─── DATASET RECORDS
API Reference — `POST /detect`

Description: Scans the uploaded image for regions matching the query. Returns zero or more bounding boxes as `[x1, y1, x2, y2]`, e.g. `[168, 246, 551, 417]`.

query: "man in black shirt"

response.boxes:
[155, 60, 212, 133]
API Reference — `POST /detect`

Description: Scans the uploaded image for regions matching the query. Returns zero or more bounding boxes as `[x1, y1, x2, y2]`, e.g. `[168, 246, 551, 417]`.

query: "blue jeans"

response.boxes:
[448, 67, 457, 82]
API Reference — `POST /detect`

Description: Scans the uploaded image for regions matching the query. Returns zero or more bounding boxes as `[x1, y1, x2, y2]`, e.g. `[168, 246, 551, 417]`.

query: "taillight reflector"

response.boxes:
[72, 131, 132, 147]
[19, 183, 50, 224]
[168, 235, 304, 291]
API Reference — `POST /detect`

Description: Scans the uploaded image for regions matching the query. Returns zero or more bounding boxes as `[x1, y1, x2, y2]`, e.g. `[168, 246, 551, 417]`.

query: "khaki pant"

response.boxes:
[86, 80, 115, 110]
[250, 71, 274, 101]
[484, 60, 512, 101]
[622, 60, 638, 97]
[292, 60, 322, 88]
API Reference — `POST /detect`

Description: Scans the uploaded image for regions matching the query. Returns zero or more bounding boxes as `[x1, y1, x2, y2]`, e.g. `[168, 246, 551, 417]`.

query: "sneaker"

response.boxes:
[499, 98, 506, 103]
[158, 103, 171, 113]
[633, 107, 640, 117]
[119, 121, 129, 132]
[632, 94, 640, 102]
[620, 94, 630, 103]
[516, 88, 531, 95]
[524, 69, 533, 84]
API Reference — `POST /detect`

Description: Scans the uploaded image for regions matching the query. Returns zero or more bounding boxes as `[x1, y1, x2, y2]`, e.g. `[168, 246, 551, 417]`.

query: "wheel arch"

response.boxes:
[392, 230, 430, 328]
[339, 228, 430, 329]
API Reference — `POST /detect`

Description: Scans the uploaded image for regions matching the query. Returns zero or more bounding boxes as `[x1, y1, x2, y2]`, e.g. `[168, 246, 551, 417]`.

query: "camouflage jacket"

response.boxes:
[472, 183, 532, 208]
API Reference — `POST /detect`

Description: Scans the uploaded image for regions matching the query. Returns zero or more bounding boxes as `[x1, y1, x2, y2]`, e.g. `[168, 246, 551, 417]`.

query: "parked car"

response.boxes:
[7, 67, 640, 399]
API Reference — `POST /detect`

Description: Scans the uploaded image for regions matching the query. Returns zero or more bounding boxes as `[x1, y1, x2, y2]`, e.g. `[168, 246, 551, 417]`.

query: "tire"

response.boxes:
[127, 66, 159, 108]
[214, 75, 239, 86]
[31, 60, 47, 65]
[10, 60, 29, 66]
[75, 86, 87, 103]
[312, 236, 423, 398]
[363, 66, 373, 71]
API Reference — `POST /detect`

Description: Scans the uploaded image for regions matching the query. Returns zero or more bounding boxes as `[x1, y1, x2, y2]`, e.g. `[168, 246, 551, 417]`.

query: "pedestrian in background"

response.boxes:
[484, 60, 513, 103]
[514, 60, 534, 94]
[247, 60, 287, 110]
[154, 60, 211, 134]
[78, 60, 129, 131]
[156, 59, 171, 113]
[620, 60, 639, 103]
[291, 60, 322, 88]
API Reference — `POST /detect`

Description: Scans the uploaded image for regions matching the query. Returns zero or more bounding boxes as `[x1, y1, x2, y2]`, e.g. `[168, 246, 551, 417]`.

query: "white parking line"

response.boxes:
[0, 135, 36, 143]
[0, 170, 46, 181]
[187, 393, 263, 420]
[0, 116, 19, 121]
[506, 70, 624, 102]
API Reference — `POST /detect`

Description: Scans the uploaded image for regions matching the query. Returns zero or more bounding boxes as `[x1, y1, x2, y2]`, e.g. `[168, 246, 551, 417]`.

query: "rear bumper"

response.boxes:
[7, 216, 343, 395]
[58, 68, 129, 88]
──────
─── DATASET RECORDS
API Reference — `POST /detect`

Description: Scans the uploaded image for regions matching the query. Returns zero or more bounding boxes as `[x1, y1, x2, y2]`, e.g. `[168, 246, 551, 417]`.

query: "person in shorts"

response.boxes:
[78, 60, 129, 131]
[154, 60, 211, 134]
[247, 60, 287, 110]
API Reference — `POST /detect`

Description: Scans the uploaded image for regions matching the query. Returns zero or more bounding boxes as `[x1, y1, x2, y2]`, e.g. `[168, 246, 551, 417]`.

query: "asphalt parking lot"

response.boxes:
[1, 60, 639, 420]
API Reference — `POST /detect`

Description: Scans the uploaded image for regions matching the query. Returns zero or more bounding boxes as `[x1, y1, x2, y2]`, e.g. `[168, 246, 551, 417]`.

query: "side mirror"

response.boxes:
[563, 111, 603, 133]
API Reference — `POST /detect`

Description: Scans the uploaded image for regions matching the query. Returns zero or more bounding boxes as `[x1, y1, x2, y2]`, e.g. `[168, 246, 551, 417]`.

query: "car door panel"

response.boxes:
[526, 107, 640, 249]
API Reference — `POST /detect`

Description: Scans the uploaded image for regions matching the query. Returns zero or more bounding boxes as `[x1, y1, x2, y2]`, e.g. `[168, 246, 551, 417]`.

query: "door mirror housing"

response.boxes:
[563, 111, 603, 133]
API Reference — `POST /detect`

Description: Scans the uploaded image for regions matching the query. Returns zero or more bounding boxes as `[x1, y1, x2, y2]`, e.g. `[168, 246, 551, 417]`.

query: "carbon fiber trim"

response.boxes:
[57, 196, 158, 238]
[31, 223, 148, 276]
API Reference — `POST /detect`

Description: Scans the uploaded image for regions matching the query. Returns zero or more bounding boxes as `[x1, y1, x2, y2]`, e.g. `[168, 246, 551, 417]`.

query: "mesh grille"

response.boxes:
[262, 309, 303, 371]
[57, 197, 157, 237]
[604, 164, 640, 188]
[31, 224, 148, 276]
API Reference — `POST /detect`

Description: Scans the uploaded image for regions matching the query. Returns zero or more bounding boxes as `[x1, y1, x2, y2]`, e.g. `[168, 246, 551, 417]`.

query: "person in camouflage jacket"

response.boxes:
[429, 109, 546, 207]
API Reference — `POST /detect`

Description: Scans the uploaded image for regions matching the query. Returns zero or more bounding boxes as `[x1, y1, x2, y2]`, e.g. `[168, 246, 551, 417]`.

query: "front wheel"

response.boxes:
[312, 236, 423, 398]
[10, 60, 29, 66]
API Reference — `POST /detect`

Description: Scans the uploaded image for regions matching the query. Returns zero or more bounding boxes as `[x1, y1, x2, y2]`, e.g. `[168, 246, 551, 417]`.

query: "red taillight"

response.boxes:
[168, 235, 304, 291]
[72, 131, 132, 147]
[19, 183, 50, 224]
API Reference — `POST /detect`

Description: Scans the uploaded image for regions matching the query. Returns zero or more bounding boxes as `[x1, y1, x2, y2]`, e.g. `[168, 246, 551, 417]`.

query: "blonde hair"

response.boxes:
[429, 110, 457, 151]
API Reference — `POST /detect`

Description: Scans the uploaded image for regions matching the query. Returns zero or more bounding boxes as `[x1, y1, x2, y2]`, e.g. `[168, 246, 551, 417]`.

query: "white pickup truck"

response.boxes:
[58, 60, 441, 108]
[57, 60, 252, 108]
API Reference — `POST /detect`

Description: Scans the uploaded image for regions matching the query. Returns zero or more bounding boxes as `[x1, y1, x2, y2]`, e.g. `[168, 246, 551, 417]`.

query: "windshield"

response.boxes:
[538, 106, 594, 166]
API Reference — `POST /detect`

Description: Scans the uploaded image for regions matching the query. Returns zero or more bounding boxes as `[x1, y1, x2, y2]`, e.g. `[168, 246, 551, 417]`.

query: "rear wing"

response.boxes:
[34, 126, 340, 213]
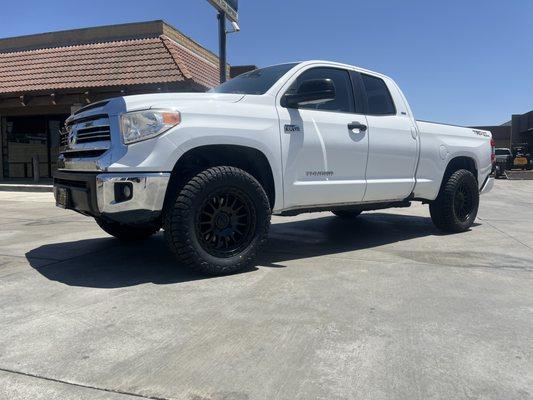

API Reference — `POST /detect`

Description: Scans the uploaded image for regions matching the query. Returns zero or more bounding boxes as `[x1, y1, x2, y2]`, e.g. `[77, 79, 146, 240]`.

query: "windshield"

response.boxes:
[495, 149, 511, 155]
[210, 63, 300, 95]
──────
→ **AIM OF THE EXERCISE**: Where the string "mirror" appears in a line of the entries above, return that line.

→ **RESULT OF THIS EXERCISE**:
query: "side mirror"
query: "door mirror housing"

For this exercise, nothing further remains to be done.